:: Directions ::
Render the items as a numbered list, omitting blank lines, starting at the line that contains "grille in this photo." and ending with the last line of the items.
## BEGIN Material for the task
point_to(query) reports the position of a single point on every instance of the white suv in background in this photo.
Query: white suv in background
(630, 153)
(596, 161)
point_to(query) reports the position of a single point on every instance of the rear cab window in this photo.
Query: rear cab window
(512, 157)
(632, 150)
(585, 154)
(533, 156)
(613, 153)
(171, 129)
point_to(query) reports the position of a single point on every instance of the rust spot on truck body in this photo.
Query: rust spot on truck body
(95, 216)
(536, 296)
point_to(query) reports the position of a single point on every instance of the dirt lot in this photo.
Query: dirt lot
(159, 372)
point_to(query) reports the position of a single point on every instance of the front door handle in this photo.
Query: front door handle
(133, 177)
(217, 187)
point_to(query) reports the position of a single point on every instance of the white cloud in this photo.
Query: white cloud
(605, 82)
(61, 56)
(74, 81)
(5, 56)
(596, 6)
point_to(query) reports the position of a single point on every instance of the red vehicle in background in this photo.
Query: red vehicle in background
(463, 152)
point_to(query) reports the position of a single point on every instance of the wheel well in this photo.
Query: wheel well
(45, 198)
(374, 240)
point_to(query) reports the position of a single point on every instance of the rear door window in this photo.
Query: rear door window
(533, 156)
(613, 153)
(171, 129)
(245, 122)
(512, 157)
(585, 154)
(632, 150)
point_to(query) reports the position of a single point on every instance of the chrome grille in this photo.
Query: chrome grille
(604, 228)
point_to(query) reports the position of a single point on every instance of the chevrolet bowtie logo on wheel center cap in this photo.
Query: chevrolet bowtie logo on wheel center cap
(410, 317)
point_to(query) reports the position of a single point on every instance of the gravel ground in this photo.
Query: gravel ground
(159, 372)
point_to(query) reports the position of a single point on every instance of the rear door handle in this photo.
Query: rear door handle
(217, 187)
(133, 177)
## END Material for the task
:: Finished task ::
1. point_to(query) reports the position of a single point on every instance of the chrome grille in this photo.
2. Query: chrome grille
3. (604, 228)
4. point_to(query) reports the position of a single point on every instance of the chevrolet bowtie logo on wheel center cap in this photo.
5. Query: chevrolet bowtie logo on wheel center cap
6. (410, 317)
7. point_to(query) reports the position of a single point on every instance of the gravel ground in this photo.
8. Query: gravel ground
9. (159, 372)
10. point_to(query) reports the position of a single point on every instance of the rear door handle in this photo.
11. Query: rear door handle
12. (217, 187)
13. (133, 177)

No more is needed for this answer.